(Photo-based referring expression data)
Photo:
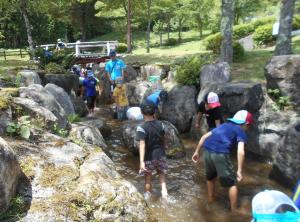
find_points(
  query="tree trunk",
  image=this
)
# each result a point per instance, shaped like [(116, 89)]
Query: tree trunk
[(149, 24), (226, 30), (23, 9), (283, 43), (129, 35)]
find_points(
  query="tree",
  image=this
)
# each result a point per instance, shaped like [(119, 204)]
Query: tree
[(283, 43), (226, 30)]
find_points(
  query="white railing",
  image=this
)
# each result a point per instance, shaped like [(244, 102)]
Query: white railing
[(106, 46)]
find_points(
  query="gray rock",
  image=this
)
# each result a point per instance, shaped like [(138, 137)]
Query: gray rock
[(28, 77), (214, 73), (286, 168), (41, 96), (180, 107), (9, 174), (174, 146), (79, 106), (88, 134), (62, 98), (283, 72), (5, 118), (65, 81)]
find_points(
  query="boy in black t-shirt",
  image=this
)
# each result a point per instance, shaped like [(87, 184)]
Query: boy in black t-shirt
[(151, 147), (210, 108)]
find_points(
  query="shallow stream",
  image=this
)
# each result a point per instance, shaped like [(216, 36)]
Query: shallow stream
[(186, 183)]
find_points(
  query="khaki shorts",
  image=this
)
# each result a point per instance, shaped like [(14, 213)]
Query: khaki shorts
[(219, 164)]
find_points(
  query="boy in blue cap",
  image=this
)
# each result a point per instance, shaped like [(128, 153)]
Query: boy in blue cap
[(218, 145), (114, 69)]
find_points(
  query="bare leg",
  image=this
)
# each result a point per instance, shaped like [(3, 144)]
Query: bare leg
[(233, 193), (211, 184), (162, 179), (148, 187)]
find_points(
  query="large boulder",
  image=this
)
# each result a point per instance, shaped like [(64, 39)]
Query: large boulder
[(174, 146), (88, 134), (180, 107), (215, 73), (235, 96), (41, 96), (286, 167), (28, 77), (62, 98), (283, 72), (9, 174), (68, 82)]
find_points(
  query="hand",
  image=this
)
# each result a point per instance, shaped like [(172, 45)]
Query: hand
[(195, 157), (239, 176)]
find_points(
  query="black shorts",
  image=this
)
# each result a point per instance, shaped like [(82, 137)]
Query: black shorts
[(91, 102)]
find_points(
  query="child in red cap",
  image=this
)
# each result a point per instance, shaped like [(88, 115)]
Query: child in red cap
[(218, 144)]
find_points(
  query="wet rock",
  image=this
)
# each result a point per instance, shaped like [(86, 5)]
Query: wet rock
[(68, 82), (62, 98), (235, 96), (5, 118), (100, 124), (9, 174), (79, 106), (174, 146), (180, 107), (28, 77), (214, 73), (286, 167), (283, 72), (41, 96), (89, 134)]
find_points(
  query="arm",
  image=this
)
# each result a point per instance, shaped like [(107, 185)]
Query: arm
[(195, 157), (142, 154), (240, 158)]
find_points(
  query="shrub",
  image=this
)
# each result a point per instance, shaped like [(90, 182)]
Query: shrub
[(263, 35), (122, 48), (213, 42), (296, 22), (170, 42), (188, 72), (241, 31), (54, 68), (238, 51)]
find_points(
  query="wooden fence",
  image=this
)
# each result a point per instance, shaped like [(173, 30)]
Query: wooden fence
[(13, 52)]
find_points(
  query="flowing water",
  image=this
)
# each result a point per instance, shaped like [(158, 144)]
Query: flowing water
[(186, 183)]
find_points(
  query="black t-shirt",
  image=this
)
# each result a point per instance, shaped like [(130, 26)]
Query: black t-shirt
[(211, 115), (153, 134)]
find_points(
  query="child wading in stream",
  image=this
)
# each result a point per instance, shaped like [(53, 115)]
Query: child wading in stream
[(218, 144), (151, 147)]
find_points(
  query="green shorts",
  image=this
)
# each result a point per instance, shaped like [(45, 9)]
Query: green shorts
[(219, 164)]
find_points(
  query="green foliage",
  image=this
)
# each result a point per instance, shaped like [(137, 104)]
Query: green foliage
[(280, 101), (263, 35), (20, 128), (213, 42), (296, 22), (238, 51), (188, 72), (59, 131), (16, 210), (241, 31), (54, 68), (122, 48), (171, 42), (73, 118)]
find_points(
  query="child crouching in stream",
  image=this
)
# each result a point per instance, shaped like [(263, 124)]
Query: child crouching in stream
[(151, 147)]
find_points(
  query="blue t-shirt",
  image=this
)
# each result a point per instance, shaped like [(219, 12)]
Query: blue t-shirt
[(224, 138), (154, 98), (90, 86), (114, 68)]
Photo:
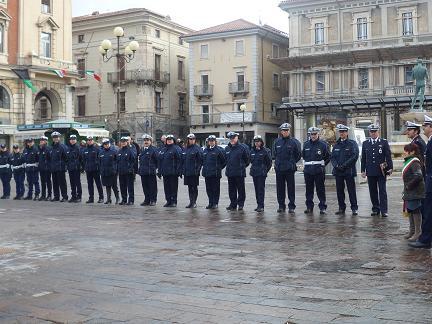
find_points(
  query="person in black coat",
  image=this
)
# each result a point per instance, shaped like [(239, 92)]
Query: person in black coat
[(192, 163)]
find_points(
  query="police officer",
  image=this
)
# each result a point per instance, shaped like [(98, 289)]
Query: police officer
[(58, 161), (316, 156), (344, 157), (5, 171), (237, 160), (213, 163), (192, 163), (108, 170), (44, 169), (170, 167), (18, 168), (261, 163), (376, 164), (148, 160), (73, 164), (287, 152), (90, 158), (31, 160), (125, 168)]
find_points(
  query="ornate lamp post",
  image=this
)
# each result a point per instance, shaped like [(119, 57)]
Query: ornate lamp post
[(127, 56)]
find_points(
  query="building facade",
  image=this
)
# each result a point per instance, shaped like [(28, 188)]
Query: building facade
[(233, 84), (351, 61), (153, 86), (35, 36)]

• TASK ITEM:
Could you retype every record exactly, leaving the pictures out?

• WRITTEN SOLUTION:
Photo:
find_points(
  query="tree trunk",
  image=this
)
# each result a point per instance, shaped like [(116, 89)]
Query: tree trunk
[(149, 24), (226, 30), (23, 9), (283, 43), (129, 35)]
find_points(
  query="tree",
  image=this
)
# each result a point per instance, shaped like [(119, 204)]
Query: tree
[(283, 43), (226, 30)]
find_points(
  query="white railing",
  image=this
)
# each result a point per instance, shaped like [(244, 102)]
Query: white railing
[(106, 46)]
find_points(
  query="gray rock",
  image=this
)
# each result a point per instance, shaped like [(138, 137)]
Query: gray rock
[(28, 77), (214, 73), (286, 168), (41, 96), (180, 107), (9, 174), (174, 146), (79, 106), (88, 134), (62, 98), (283, 72), (5, 118), (65, 81)]
find_points(
  query="boy in black t-shirt",
  image=this
)
# each result a point per instance, shaped like [(87, 184)]
Query: boy in black t-shirt
[(151, 147), (210, 108)]
find_points(
  query="shallow stream",
  image=this
)
# each result a point per instance, shaped like [(216, 36)]
Query: shallow stream
[(186, 183)]
find_points(
  query="khaki shorts",
  image=this
)
# each result a point per instance, shaped like [(14, 213)]
Query: khaki shorts
[(219, 164)]
find_points(
  query="boy in blue cap",
  image=this
)
# each result a point per instance, shaped like [(128, 153)]
Query: boy in blue cap
[(218, 145), (114, 69)]
find_points(
  query="bare leg",
  image=this
)
# each result a point per instance, shaped like [(3, 144)]
Query: bare leg
[(233, 193), (211, 184), (162, 179), (148, 187)]
find_points(
  query="large boulder",
  image=this
)
# each result a point per instance, shaped like [(64, 39)]
Query: large boulder
[(174, 146), (88, 134), (180, 107), (215, 73), (235, 96), (41, 96), (286, 167), (28, 77), (62, 98), (283, 72), (9, 174), (68, 82)]
find_points(
  query="hand",
  image=this
)
# each result a point per instance, shaped like [(172, 45)]
Query: hand
[(195, 157), (239, 176)]
find_points(
  query="black shorts",
  image=this
)
# each result a point per instance, shaped like [(82, 137)]
Query: black shorts
[(91, 102)]
find_points(
  query="child in red cap",
  image=this
)
# each result a point per instance, shaped like [(88, 115)]
Query: child in red cap
[(218, 144)]
find_points(
  query="wet rock",
  image=this
)
# each result a point per instance, shaped like [(86, 5)]
Query: wet rock
[(68, 82), (62, 98), (235, 96), (5, 118), (100, 124), (9, 174), (79, 106), (174, 146), (180, 107), (28, 77), (214, 73), (286, 167), (283, 72), (41, 96), (89, 134)]
find_points(
  query="arm",
  image=this
)
# each result a point per instance, shaped like [(107, 185)]
Query: arm
[(195, 157), (142, 154), (240, 158)]
find_points(
  query="shrub",
  image=this
)
# each result a point per instance, shaped like [(90, 182)]
Query: shrub
[(263, 35), (122, 48), (213, 42), (296, 22), (170, 42), (188, 72), (241, 31), (54, 68), (238, 51)]
find_points(
  query="wooden fence",
  image=this
)
# each result a point per instance, shaped like [(173, 30)]
Query: wooden fence
[(13, 52)]
find_points(
  query="flowing water",
  image=this
)
# each result a point per instance, shaped like [(158, 144)]
Query: flowing water
[(186, 183)]
find_points(
  query="black t-shirt",
  image=this
)
# each result a point per instance, shaped like [(130, 26)]
Query: black t-shirt
[(211, 115), (153, 134)]
find_points(
  query="child wading in stream",
  image=this
)
# each result a point per instance, shaped like [(53, 115)]
Query: child wading in stream
[(218, 144), (151, 147)]
find_points(
  query="green shorts",
  image=this
)
# each result a point per instance, shaped like [(45, 9)]
Query: green shorts
[(219, 164)]
find_points(
  query="green foliage",
  image=this
)
# each result a point per instance, shaped like [(137, 104)]
Query: green foliage
[(280, 101), (263, 35), (20, 128), (213, 42), (296, 22), (238, 51), (188, 72), (59, 131), (16, 210), (241, 31), (54, 68), (122, 48), (171, 42), (73, 118)]
find_points(
  query="child crouching in stream",
  image=this
)
# each result a point per instance, shaped like [(263, 124)]
Query: child crouching in stream
[(151, 147)]
find_points(
  query="blue t-shirt",
  image=this
)
# each result a point per instance, shaped like [(219, 12)]
Query: blue t-shirt
[(224, 138), (154, 98), (90, 86), (114, 68)]
Photo:
find_points(
  query="person in black coat",
  image=this
)
# each result a point per instance, shaped like [(239, 92)]
Query: person in black coat
[(192, 163)]
find_points(
  query="police officer",
  image=this
)
# each result a point per instance, shaped like [(98, 289)]
Query: police officer
[(58, 161), (316, 156), (344, 157), (5, 171), (237, 160), (213, 163), (192, 163), (108, 170), (44, 169), (170, 167), (18, 168), (261, 163), (376, 164), (148, 160), (73, 164), (287, 152), (90, 158), (31, 160), (125, 168)]
find_points(
  query="ornate lamp post",
  image=this
)
# each result a point per instance, shaped like [(119, 57)]
Query: ornate lamp post
[(127, 56)]
find_points(
  query="building facade",
  image=this
)
# each result a point per instance, shaped like [(28, 188)]
Query: building facade
[(233, 84), (351, 61), (153, 86), (35, 36)]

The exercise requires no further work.